**Written exercise:**
Count the lines in the data below that contain the string "white", treating uppercase and lowercase as different. Reply with the number alone.

>> Begin Exercise inputs

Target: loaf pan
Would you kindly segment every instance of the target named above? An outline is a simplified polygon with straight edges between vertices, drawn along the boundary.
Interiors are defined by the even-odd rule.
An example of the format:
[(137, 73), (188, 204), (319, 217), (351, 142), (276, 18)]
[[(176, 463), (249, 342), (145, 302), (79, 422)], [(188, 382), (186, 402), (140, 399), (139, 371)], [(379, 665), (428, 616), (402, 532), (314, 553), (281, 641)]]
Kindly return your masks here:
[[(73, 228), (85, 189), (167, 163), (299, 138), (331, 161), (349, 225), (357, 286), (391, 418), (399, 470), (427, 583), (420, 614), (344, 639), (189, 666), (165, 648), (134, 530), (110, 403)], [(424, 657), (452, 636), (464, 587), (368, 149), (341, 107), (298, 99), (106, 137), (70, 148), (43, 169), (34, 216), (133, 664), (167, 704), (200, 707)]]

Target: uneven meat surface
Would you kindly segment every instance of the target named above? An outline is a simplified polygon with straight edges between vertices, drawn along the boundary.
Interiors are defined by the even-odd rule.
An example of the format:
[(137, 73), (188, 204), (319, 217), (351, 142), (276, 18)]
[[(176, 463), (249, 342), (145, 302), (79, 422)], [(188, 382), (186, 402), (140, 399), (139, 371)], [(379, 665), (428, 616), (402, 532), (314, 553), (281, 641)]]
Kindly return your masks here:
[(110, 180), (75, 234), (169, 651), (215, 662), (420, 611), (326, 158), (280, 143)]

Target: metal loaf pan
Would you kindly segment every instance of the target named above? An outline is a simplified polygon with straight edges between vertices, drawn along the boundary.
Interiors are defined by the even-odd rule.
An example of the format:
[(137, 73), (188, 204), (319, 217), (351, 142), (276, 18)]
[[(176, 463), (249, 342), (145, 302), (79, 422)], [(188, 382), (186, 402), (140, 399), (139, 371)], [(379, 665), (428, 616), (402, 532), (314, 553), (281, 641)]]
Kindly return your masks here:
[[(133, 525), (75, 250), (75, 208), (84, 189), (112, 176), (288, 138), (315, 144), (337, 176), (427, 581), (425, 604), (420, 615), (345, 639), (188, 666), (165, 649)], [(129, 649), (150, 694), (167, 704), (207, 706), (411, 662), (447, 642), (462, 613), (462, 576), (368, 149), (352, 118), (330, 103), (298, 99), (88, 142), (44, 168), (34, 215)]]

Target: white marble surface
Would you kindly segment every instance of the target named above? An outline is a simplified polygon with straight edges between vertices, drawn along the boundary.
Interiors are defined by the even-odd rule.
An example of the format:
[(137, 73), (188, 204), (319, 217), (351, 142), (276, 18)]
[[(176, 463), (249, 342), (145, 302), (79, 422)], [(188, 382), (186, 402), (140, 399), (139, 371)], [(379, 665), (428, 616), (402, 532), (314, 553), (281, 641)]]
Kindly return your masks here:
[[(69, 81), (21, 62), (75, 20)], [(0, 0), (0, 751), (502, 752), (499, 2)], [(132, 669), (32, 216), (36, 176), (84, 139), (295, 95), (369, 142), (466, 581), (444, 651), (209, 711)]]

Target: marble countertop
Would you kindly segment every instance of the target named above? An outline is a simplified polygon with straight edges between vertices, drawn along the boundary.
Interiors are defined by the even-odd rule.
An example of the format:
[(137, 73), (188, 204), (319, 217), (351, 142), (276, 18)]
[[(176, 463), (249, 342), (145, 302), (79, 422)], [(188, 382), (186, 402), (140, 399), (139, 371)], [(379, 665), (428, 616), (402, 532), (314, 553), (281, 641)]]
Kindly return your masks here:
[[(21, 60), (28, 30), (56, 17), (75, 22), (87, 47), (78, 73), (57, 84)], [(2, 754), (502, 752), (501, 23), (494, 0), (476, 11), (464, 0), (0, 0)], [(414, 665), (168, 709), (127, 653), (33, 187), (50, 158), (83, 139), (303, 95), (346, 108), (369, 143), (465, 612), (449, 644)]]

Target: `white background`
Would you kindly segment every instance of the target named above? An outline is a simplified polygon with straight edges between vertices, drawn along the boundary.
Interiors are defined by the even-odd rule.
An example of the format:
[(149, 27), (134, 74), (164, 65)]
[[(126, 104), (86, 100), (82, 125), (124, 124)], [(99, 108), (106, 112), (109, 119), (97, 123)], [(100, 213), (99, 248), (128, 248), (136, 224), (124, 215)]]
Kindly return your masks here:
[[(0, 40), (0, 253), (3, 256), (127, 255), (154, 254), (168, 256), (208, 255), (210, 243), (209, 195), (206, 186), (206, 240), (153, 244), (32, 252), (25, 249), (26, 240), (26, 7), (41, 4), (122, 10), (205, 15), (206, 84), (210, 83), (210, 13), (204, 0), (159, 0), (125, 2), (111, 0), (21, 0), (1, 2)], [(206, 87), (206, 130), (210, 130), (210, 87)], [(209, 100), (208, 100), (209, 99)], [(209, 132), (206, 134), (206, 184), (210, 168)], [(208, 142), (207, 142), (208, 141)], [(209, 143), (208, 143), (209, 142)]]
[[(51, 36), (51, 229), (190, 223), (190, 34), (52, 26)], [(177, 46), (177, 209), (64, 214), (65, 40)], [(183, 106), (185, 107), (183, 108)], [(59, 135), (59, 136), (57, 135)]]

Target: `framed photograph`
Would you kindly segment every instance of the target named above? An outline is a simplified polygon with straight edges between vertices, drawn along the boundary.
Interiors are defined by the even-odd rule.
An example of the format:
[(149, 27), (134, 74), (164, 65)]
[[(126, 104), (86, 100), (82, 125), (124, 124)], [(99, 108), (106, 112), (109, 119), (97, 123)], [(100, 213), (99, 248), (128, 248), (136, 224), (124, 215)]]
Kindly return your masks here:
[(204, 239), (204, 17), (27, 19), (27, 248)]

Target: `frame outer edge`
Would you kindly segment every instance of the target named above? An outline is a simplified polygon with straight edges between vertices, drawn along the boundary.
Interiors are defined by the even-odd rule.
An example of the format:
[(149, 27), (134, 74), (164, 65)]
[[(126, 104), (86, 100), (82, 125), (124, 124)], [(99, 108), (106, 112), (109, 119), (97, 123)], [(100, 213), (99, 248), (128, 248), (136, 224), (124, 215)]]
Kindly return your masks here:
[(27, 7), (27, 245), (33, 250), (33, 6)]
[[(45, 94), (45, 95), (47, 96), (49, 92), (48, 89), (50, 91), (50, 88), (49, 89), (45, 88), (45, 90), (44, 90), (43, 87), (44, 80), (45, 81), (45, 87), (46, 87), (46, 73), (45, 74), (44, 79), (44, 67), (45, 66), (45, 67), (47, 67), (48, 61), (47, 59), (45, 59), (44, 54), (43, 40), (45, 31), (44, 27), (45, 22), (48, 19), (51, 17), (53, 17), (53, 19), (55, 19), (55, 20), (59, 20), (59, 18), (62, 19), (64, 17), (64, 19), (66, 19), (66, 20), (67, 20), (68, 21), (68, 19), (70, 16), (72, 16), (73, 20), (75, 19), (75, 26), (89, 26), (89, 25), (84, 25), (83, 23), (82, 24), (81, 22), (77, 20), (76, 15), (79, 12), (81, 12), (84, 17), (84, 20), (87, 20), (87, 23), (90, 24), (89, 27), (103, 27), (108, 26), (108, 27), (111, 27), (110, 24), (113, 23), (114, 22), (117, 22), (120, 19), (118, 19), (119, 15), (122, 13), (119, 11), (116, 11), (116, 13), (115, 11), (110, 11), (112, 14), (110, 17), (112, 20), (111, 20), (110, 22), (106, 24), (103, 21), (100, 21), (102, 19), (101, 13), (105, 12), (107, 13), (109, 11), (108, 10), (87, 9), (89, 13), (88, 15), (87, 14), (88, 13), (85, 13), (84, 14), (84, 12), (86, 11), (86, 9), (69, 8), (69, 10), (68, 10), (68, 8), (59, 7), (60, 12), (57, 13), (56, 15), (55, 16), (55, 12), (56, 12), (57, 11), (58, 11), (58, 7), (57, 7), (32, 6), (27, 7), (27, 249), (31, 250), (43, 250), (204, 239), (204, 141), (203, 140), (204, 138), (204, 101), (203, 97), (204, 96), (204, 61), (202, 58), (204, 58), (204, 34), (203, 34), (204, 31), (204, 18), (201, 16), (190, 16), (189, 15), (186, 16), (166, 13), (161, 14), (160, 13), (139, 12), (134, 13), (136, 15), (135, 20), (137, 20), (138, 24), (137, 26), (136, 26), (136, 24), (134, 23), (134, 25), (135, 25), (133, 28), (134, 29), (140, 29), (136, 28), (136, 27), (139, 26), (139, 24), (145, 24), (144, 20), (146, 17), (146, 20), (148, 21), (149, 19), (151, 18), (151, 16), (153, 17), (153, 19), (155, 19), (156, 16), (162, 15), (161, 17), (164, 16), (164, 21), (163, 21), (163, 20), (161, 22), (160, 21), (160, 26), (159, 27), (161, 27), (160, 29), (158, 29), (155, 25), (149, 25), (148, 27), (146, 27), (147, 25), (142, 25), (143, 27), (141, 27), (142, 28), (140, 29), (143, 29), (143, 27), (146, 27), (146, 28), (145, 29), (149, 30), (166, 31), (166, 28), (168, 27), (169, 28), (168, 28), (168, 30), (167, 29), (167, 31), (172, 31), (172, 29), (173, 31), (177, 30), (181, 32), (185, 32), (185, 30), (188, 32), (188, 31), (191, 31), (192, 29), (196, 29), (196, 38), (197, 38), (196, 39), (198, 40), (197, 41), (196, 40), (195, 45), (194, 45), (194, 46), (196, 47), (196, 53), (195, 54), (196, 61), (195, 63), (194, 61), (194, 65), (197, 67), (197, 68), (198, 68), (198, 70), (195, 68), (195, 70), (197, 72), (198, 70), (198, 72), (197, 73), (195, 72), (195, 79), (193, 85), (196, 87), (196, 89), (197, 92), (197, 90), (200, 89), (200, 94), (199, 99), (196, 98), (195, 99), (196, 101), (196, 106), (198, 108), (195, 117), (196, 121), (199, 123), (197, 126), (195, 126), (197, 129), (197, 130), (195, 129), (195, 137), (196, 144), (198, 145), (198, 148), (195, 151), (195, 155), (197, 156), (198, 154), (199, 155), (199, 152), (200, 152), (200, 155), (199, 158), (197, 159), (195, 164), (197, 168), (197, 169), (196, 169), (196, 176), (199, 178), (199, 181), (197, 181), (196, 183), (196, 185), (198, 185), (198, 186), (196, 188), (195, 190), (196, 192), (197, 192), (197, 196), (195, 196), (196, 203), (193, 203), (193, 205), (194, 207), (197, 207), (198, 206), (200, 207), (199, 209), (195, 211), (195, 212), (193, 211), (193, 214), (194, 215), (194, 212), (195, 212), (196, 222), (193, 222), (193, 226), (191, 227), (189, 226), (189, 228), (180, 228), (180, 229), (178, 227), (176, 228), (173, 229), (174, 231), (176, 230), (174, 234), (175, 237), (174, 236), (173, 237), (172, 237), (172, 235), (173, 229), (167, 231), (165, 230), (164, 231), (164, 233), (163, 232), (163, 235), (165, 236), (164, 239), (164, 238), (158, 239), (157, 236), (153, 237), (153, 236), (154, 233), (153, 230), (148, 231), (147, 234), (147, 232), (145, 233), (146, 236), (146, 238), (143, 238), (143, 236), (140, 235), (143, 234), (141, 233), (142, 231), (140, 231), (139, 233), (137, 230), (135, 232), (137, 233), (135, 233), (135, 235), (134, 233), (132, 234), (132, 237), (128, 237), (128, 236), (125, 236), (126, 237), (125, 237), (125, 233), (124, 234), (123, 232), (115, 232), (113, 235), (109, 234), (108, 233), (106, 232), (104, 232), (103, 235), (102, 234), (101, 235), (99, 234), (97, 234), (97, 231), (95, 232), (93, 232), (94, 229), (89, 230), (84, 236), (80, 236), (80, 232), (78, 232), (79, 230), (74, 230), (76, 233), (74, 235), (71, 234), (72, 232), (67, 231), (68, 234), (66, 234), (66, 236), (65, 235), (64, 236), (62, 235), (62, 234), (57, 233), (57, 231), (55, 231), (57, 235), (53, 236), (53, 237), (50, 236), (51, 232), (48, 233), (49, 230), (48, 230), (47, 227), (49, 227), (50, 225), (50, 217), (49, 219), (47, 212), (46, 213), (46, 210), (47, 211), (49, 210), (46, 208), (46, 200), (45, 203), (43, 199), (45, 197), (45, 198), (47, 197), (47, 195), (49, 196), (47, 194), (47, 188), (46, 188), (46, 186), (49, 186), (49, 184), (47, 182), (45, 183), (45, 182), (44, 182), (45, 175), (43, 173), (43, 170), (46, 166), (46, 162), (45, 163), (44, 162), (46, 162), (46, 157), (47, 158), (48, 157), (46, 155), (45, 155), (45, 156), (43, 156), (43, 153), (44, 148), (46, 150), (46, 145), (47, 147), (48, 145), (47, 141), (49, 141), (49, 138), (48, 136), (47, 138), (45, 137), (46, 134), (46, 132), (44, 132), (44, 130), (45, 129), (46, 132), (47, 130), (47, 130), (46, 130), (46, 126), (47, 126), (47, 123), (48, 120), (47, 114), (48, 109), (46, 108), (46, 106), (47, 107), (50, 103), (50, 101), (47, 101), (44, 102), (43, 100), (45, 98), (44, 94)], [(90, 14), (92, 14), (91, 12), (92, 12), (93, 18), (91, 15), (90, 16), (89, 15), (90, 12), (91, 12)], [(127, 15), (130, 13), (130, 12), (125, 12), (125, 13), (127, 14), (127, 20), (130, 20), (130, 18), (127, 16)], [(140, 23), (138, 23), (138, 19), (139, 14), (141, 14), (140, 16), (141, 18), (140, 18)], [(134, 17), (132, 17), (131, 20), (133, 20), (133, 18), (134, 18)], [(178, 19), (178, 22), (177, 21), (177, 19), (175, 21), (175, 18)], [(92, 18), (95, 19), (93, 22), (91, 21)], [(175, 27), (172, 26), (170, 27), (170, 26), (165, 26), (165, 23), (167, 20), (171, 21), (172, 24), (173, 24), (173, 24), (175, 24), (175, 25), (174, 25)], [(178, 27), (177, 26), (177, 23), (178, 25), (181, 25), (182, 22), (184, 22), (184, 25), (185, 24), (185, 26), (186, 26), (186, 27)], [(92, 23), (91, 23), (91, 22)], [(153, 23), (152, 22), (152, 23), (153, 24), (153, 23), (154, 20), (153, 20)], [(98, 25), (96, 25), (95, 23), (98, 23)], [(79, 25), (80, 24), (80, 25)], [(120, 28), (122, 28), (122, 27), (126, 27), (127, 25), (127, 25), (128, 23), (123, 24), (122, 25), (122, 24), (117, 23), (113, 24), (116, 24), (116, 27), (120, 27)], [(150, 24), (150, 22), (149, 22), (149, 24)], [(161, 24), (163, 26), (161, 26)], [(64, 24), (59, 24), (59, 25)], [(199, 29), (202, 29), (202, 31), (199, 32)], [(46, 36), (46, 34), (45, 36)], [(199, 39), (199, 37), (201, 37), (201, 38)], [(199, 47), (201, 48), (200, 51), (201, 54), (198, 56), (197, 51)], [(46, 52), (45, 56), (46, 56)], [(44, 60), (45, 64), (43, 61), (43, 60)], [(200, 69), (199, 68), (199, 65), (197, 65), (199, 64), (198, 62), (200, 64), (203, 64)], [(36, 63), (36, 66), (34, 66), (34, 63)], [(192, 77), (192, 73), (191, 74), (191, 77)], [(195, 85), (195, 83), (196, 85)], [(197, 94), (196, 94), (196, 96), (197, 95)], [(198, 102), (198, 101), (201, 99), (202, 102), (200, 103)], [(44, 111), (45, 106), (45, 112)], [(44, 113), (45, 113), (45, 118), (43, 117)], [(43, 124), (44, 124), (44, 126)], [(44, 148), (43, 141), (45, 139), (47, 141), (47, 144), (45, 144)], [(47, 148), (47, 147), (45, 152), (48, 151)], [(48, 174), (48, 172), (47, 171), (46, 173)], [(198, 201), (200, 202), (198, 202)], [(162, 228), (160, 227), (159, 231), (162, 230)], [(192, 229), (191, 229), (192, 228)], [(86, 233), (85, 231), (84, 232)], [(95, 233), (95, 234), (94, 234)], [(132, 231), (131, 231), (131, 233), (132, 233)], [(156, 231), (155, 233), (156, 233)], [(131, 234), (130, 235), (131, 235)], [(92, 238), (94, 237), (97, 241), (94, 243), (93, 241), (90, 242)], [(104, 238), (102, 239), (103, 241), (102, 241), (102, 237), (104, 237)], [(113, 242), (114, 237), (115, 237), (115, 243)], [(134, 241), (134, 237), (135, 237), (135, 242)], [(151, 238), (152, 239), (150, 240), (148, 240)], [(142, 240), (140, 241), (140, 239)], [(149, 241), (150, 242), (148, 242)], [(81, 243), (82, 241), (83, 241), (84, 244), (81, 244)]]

>> End Exercise inputs

**Answer for the task:**
2